### [WHAT THE TASK ASKS]
Every line of the following records that includes "lampshade" should be copied.

[Dataset entries]
»»
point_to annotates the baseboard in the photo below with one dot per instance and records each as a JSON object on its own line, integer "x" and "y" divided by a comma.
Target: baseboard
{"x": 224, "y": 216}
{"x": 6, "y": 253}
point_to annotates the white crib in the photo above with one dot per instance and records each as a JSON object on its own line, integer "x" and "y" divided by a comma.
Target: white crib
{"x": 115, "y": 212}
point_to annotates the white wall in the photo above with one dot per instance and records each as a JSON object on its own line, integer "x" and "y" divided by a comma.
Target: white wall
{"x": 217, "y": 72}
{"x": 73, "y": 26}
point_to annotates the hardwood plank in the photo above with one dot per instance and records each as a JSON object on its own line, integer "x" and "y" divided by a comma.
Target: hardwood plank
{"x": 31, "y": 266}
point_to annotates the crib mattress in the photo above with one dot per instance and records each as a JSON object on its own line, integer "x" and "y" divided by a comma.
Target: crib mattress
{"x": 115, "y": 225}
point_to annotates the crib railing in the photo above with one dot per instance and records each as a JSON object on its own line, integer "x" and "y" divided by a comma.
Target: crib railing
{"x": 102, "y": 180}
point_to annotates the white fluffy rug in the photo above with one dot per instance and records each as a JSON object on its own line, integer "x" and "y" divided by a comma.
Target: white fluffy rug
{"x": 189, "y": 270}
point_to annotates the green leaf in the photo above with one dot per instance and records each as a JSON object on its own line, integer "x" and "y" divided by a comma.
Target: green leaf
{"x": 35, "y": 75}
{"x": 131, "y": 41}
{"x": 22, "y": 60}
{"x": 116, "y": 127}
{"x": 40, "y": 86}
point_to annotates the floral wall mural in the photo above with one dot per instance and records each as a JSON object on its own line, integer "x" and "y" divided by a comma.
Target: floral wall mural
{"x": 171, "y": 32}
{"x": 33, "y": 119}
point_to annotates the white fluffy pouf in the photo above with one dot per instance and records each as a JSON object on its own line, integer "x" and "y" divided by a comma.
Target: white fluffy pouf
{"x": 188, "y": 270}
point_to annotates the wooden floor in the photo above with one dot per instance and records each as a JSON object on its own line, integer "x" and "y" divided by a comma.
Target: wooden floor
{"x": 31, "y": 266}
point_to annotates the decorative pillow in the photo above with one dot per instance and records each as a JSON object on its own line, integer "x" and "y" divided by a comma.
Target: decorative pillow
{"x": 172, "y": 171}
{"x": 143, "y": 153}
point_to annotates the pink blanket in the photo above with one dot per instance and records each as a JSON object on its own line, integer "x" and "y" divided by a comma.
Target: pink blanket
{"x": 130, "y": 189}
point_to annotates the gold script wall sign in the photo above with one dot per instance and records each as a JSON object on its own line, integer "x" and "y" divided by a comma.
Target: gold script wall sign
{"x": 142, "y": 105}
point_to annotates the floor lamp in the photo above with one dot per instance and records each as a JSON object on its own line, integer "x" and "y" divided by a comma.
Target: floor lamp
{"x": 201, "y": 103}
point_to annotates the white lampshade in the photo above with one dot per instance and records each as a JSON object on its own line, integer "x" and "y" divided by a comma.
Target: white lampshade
««
### [ANSWER AREA]
point_to annotates the white lampshade in the photo above with one dot per instance and records each as a JSON object on its own line, integer "x" and "y" divided by a comma.
Target: white lampshade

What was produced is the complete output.